Gill Reflects on Guangzhou Part 2

GUANGZHOU, CHENGDU & BEIJING 17th – 24th JUNE

Sorry for abrupt end to Guangzhou.
Internet & time are very limited! Better to send something than nothing!

Our time in Guangzhou is a bit glamorous; my hosts have taken me out to dinner a couple of times & they have organised restaurant meals for the whole choir a couple of times.One of our hosts took me & another Wayfarer driving in his soft topped sports car. First time on the 2nd level of the famous, posh 4 floor restaurant, my host invited her English speaking friend who translated for us. She was from Inner Mongolia studying in Guangzhou & has studied in England.

I got to know my host, Hannah (her English name) a bit. Hannah is editor of the ‘Creative Weekly’ section of Yangcheng Evening News. I think it was her article about us that was published Fri 15th June. She believes in developing creativity from an early age, hence her interest in the school. She is also interested in architecture & design, for which there is much inspiration here in central Guangzhou. They are very proud of their tall towers & bridges which are lit up at night in multi-coloured neon glory. Freeway interchanges and bridges are highlighted with multi coloured edges to mark their sweeping curves. We live close to luxury car shops, the famous business class multi-level resaurant as well as Guangchou Tower, West Gate Square and other land marks. Freeways enable quick access, streets are lined with street trees & plantings including Mangos, Lillypillys, Gardenias, Camellias and Gum Trees. Yes, Eucalypts grow like a weed! Bouganvillea, Passionfruit, & Morning Glory drape beneath the bridges. Plants are sprayed with water regularly to wash off dust & keep them looking beautiful. Amongst the cars, trucks & buses, fully laden 3 wheel bicycles pedal or motor by. They are often piled high with the equivalent of a 6X4 trailer full of building rubbish, fruit or 100 litres of drinking water.
..........
**TO BE DONE:**
Copy the Guangzhou travel post above in full, word for word, from its title through its last sentence.

Extracted data entries
..........
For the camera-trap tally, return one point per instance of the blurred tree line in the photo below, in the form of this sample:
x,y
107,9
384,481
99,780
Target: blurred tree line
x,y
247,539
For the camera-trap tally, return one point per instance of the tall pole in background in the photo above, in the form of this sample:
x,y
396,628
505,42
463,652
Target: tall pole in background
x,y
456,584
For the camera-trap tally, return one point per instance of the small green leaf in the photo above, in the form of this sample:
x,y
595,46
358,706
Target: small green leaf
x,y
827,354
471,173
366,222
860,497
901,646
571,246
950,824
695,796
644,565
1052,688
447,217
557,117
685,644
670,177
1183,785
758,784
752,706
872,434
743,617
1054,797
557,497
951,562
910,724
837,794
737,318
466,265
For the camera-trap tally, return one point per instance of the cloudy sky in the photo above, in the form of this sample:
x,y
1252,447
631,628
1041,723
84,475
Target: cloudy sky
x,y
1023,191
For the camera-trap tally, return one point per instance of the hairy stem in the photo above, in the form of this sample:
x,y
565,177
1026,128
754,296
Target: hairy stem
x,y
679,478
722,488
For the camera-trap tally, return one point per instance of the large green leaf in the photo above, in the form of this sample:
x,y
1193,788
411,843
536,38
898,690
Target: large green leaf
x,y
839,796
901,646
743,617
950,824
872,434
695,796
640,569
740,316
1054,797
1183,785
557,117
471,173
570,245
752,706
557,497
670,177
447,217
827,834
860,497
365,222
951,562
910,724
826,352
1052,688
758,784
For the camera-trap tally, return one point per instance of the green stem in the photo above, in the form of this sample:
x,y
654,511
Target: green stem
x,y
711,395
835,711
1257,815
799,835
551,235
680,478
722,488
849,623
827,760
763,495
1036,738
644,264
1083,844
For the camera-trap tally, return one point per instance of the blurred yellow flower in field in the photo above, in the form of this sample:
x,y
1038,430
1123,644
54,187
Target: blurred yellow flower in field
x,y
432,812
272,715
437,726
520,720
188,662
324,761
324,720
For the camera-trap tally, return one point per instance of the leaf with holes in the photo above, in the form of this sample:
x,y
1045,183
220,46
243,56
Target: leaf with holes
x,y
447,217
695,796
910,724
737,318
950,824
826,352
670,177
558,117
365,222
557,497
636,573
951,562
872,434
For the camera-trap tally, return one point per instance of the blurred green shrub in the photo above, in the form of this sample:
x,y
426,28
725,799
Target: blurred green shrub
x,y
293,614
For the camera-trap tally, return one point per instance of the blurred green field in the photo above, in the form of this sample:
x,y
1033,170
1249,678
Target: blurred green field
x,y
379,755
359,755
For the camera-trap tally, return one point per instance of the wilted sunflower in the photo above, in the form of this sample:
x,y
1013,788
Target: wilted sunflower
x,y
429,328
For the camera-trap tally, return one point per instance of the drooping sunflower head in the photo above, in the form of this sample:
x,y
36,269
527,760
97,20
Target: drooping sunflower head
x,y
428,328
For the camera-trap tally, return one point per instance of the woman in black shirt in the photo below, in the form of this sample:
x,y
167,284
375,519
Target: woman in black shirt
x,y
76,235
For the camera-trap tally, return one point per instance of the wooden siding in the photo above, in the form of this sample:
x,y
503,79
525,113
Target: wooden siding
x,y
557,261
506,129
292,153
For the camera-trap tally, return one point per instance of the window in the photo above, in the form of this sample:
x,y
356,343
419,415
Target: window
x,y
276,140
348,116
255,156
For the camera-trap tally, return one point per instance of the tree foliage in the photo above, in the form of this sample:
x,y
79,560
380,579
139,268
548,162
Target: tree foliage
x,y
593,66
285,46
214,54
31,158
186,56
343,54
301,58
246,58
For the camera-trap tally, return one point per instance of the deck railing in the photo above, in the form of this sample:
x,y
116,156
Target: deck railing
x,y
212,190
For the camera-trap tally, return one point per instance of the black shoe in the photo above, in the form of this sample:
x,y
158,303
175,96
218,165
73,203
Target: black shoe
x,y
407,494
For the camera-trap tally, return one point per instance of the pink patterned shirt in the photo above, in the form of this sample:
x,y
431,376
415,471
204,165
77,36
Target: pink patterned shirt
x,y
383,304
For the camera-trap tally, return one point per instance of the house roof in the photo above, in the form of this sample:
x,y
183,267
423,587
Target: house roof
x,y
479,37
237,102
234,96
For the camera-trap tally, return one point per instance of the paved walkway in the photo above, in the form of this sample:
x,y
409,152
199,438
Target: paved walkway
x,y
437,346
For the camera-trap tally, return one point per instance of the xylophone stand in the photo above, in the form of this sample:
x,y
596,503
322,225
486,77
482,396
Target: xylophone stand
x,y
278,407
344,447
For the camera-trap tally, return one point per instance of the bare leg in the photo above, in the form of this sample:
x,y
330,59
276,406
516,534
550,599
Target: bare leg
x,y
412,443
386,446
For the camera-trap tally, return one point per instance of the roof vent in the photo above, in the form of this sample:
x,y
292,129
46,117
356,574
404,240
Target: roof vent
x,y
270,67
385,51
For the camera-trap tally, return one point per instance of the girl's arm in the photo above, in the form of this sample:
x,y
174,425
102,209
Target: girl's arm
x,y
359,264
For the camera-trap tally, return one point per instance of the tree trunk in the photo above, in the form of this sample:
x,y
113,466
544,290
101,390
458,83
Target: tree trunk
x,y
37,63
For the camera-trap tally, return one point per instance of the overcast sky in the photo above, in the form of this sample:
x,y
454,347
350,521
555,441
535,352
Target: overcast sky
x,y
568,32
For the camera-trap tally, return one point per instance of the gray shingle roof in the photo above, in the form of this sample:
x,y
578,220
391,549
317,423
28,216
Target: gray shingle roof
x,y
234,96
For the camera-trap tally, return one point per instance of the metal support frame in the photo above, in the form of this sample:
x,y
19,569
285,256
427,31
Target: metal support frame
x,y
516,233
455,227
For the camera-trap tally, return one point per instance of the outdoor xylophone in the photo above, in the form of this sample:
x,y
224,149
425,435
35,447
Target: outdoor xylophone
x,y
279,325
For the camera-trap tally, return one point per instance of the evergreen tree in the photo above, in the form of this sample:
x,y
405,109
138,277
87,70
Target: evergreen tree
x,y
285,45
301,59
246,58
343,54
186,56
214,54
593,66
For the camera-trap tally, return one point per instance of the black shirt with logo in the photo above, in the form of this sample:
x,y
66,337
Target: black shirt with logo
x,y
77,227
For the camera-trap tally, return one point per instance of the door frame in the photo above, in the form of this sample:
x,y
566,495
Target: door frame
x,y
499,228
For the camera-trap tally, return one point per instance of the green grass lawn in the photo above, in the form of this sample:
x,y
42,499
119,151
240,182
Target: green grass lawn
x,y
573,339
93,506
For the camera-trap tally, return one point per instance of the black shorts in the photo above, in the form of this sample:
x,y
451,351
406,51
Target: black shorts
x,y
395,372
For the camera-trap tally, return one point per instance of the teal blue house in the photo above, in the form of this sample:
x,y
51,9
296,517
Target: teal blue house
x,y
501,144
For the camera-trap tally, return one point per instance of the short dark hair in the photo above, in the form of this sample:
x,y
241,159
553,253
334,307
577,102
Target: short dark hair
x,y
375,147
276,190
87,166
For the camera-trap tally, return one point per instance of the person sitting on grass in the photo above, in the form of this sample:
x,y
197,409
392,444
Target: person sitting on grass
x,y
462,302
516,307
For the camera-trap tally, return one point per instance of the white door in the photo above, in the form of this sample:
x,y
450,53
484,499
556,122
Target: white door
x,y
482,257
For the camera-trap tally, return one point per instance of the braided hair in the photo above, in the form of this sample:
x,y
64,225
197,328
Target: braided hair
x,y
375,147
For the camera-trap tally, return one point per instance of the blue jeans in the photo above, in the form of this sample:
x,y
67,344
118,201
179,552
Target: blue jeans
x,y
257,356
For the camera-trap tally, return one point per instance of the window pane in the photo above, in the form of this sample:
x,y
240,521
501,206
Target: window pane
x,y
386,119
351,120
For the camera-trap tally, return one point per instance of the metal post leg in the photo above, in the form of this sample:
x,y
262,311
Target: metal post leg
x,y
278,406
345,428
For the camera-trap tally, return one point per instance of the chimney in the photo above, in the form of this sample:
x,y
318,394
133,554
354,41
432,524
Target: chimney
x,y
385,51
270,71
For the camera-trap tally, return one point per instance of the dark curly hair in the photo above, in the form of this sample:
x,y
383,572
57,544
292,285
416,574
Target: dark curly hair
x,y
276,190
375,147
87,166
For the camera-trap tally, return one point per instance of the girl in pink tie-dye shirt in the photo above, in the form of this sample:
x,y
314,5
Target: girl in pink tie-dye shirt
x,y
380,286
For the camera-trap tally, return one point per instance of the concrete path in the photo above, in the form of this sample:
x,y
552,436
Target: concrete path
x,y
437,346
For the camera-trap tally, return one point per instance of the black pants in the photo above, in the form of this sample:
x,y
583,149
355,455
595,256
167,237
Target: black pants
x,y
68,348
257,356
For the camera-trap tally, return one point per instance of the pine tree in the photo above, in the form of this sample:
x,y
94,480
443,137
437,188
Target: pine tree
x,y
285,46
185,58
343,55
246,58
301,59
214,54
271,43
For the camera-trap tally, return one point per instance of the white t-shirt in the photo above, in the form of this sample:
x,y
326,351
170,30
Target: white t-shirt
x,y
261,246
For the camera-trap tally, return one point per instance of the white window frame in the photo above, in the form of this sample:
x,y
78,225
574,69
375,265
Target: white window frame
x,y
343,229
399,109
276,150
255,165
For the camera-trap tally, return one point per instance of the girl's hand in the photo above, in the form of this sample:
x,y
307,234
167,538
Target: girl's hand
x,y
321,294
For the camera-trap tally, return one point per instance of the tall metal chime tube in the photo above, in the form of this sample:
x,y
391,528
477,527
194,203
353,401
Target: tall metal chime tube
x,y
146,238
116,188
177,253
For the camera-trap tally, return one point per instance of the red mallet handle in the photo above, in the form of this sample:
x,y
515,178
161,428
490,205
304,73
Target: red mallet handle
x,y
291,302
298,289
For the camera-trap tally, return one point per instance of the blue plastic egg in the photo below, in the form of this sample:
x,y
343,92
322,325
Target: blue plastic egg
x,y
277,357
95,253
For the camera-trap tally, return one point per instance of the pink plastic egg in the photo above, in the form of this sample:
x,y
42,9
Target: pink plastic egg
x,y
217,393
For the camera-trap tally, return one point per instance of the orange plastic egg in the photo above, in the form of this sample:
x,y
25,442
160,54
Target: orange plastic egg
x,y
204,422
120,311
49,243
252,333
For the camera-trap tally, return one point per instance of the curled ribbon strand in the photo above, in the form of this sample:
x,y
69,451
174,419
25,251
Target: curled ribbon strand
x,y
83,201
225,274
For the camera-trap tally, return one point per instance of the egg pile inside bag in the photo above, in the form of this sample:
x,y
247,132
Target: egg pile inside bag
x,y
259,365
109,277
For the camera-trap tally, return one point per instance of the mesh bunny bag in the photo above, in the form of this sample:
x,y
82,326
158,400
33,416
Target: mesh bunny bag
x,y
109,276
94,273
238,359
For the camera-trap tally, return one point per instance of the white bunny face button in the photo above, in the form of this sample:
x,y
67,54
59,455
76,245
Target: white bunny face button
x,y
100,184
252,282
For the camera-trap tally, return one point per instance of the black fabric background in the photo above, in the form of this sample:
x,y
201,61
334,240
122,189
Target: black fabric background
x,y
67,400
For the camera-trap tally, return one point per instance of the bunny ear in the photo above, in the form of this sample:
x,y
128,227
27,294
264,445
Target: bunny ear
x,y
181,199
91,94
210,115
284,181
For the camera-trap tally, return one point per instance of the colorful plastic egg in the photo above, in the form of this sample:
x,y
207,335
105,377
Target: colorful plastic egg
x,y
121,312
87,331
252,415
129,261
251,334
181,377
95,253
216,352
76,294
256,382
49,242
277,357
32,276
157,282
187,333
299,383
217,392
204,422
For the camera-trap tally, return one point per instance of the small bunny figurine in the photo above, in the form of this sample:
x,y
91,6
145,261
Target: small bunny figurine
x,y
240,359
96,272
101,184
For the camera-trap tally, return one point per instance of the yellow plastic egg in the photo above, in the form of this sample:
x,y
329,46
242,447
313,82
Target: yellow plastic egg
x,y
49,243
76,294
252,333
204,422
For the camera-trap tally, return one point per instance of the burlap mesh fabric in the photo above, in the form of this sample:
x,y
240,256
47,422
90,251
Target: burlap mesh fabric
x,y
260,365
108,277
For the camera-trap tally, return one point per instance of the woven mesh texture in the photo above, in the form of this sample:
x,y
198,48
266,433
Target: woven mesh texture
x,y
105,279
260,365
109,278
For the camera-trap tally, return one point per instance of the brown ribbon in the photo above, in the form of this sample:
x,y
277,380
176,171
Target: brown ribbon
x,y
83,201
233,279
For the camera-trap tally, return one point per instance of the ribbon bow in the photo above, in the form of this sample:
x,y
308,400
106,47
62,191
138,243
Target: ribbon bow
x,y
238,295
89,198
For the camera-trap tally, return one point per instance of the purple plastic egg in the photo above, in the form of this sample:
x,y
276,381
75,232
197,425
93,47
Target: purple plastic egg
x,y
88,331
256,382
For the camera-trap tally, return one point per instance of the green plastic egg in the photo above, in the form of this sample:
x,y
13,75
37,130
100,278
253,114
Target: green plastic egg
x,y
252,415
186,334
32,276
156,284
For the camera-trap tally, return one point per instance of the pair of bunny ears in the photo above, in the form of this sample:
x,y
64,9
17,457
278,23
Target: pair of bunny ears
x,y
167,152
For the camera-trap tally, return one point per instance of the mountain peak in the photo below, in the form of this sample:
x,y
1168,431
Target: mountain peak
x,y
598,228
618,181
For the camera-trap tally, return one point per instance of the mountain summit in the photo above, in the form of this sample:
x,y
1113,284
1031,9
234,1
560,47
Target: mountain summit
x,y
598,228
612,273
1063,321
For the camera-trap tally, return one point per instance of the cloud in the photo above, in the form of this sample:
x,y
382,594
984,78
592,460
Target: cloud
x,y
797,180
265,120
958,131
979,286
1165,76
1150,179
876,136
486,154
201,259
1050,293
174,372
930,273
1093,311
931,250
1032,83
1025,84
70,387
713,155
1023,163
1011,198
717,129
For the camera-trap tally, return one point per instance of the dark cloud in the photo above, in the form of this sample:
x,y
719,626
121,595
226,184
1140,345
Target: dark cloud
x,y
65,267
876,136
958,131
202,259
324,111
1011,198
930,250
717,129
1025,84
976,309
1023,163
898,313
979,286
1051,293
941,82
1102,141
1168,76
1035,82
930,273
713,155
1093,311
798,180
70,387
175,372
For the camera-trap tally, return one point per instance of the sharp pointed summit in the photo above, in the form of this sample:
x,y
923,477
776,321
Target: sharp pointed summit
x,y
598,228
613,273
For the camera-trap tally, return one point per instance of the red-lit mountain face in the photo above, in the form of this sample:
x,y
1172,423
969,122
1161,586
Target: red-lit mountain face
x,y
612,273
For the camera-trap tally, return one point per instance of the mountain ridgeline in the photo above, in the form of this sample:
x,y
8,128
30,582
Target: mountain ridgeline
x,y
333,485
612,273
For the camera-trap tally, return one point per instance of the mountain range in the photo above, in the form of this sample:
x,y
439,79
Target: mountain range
..........
**WRITTEN SOLUTION:**
Gill Reflects on Guangzhou Part 2

GUANGZHOU, CHENGDU & BEIJING 17th – 24th JUNE

Sorry for abrupt end to Guangzhou.
Internet & time are very limited! Better to send something than nothing!

Our time in Guangzhou is a bit glamorous; my hosts have taken me out to dinner a couple of times & they have organised restaurant meals for the whole choir a couple of times.One of our hosts took me & another Wayfarer driving in his soft topped sports car. First time on the 2nd level of the famous, posh 4 floor restaurant, my host invited her English speaking friend who translated for us. She was from Inner Mongolia studying in Guangzhou & has studied in England.

I got to know my host, Hannah (her English name) a bit. Hannah is editor of the ‘Creative Weekly’ section of Yangcheng Evening News. I think it was her article about us that was published Fri 15th June. She believes in developing creativity from an early age, hence her interest in the school. She is also interested in architecture & design, for which there is much inspiration here in central Guangzhou. They are very proud of their tall towers & bridges which are lit up at night in multi-coloured neon glory. Freeway interchanges and bridges are highlighted with multi coloured edges to mark their sweeping curves. We live close to luxury car shops, the famous business class multi-level resaurant as well as Guangchou Tower, West Gate Square and other land marks. Freeways enable quick access, streets are lined with street trees & plantings including Mangos, Lillypillys, Gardenias, Camellias and Gum Trees. Yes, Eucalypts grow like a weed! Bouganvillea, Passionfruit, & Morning Glory drape beneath the bridges. Plants are sprayed with water regularly to wash off dust & keep them looking beautiful. Amongst the cars, trucks & buses, fully laden 3 wheel bicycles pedal or motor by. They are often piled high with the equivalent of a 6X4 trailer full of building rubbish, fruit or 100 litres of drinking water.